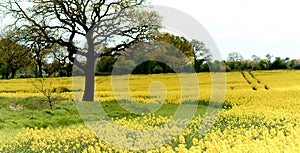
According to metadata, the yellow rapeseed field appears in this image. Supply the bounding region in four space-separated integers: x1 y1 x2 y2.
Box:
0 70 300 153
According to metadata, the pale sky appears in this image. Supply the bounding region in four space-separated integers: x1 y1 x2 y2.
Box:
0 0 300 59
152 0 300 59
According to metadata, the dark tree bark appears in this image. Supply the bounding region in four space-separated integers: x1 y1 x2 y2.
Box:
0 0 161 101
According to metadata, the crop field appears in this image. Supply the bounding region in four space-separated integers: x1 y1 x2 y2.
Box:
0 70 300 153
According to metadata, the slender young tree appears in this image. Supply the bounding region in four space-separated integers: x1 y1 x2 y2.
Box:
0 0 161 101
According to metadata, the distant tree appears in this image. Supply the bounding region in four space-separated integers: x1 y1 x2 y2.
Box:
289 59 300 69
271 57 287 70
191 40 212 72
227 52 244 62
251 55 260 61
0 0 161 101
226 52 244 71
0 38 32 79
266 53 273 70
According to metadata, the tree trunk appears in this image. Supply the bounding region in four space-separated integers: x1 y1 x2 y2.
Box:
36 60 43 78
82 59 95 101
4 68 9 79
11 69 17 79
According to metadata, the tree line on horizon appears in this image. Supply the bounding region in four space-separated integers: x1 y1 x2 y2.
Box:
0 33 300 79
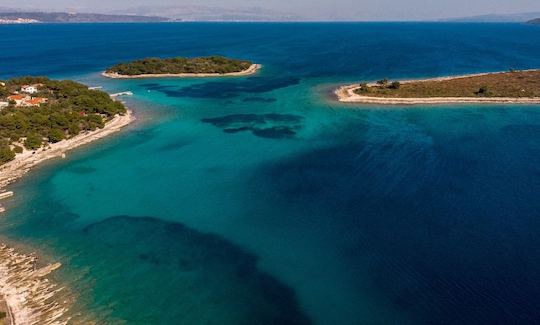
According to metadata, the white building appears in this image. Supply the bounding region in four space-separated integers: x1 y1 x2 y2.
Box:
21 85 38 94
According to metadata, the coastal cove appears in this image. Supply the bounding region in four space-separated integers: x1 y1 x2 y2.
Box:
0 23 540 325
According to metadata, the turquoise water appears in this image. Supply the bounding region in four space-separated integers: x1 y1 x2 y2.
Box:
0 24 540 324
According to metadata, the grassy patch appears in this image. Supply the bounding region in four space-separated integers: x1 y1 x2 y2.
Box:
355 71 540 98
107 56 252 76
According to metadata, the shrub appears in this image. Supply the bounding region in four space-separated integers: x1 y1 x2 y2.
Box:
13 145 23 153
476 86 491 96
49 129 66 143
0 144 15 164
24 134 43 150
390 81 401 89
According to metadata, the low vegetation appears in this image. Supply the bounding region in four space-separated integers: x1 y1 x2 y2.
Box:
106 56 252 76
0 77 126 164
355 70 540 98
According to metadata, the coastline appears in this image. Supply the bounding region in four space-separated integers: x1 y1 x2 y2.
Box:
334 69 540 105
101 64 262 79
0 109 135 325
0 109 135 192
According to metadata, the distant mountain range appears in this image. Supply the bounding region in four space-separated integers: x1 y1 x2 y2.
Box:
442 12 540 23
112 5 306 21
0 12 171 24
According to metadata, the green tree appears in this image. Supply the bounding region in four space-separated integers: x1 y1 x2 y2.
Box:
390 81 401 89
24 133 43 150
0 144 15 164
49 129 66 143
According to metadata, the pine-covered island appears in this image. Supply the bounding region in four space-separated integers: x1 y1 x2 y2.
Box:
335 70 540 105
0 77 134 191
102 56 261 79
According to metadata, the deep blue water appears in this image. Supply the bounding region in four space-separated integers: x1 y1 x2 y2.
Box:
0 23 540 324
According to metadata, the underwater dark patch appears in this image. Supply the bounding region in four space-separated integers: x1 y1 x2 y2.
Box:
242 97 277 103
141 77 300 99
66 166 97 175
159 139 191 151
250 132 540 324
201 113 303 139
81 216 310 325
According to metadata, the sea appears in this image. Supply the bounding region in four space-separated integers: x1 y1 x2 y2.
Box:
0 23 540 325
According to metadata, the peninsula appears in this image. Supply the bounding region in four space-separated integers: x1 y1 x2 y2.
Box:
102 56 261 79
0 77 133 197
0 77 134 324
335 70 540 105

------------------------------------------------------------

Format every line of the records above as a JSON array of strings, one string per line, skipping blank lines. Omit the picture placeholders from the output.

The response =>
[
  "According to metadata, the yellow rapeseed field appears in this image. Supply the bounding region in four space-separated integers: x1 y1 x2 y2.",
  "Box:",
  "0 70 300 153",
  "According to metadata, the pale sky appears in this image. Supply the bounding region in four space-separated integers: x1 y1 x2 y2.",
  "Box:",
  "0 0 300 59",
  "152 0 300 59",
  "According to metadata, the dark tree bark appears in this image. Supply the bounding region in four space-separated integers: x1 y1 x2 y2.",
  "Box:",
  "0 0 161 101",
  "According to metadata, the crop field appears in this image. Supply the bounding region in four space-separated integers: x1 y1 x2 y2.",
  "Box:",
  "0 70 300 153",
  "According to metadata, the slender young tree appears in this image. Supply the bounding region in four space-separated integers: x1 y1 x2 y2.",
  "Box:",
  "0 0 161 101",
  "According to metadata, the distant tree appears in this image. Supply the bounding region in four space-separated integers: x1 y1 x2 y2.",
  "Box:",
  "289 59 300 69",
  "271 57 287 70",
  "191 40 212 72",
  "227 52 244 62",
  "251 55 260 61",
  "0 0 161 101",
  "226 52 244 71",
  "0 38 32 79",
  "266 53 273 70",
  "According to metadata, the tree trunk appears in this image. Supply the bounding region in four space-separated integers: x1 y1 x2 y2.",
  "Box:",
  "36 60 43 78",
  "82 59 95 101",
  "4 68 9 79",
  "11 69 17 79",
  "According to metadata, the tree line on horizon appears in this image. Supply the bounding region in four space-separated integers: x1 y1 x2 y2.",
  "Box:",
  "0 33 300 79",
  "According to metadata, the white building appears in this image. Supply the bounding region in four space-separated integers: x1 y1 x2 y2.",
  "Box:",
  "21 85 38 94",
  "According to metadata, the coastal cove appears in this image. Supply the bounding region in four space-separated integers: x1 y1 x2 y2.",
  "Box:",
  "0 23 540 325",
  "According to metadata, the turquoise water appears in this image. Supply the bounding region in four space-separated integers: x1 y1 x2 y2.",
  "Box:",
  "0 24 540 324",
  "According to metadata, the grassy patch appears in this image. Supply the bounding region in four space-separated integers: x1 y1 x2 y2.",
  "Box:",
  "355 71 540 98",
  "107 56 252 76",
  "According to metadata, the shrub appears in this image. Supply the bounding region in four space-separated integers: x1 y1 x2 y2.",
  "Box:",
  "13 145 23 153",
  "476 86 491 96",
  "49 129 66 143",
  "0 144 15 164",
  "24 134 43 150",
  "390 81 401 89",
  "According to metadata, the low vegetation appears in this image. Supply the bounding region in four space-separated integers: x1 y1 x2 y2.",
  "Box:",
  "106 56 252 76",
  "0 77 126 164",
  "355 70 540 98",
  "According to metadata, the coastline appears in this image. Supply the bounding region in four space-separated integers: x1 y1 x2 y2.",
  "Box:",
  "334 69 540 105",
  "101 64 262 79",
  "0 109 135 325",
  "0 109 135 192",
  "According to metadata, the distant mountain range appears in this image. Supply the bounding region in four space-separated integers: x1 y1 x2 y2.",
  "Box:",
  "442 12 540 23",
  "112 5 306 21",
  "0 12 171 24",
  "According to metadata, the green tree appears in this image. Supply the bounding region in four space-separated integers: x1 y1 x2 y2.",
  "Box:",
  "390 81 401 89",
  "24 133 43 150",
  "0 144 15 164",
  "49 129 66 143",
  "According to metadata, the pine-covered island appears in this image. Supply the bounding region in four space-separated integers: x1 y1 x2 y2.",
  "Box:",
  "335 70 540 105",
  "0 77 134 191",
  "102 56 261 79",
  "According to metadata, the deep blue water appears in this image. Supply the bounding region in four space-separated integers: x1 y1 x2 y2.",
  "Box:",
  "0 23 540 324",
  "According to metadata, the underwater dark patch appears in this image. Supply the bounding region in four space-separated integers: x1 y1 x2 y2.",
  "Box:",
  "242 97 277 103",
  "141 77 300 99",
  "66 166 97 175",
  "159 139 191 151",
  "250 132 540 324",
  "201 113 303 139",
  "81 216 310 325",
  "According to metadata, the sea appears in this image. Supply the bounding region in four space-separated integers: x1 y1 x2 y2.",
  "Box:",
  "0 23 540 325",
  "According to metadata, the peninsula appears in this image. Supply the bounding region in four space-separated integers: x1 y1 x2 y2.",
  "Box:",
  "102 56 261 79",
  "0 77 133 197",
  "0 77 134 324",
  "335 70 540 105"
]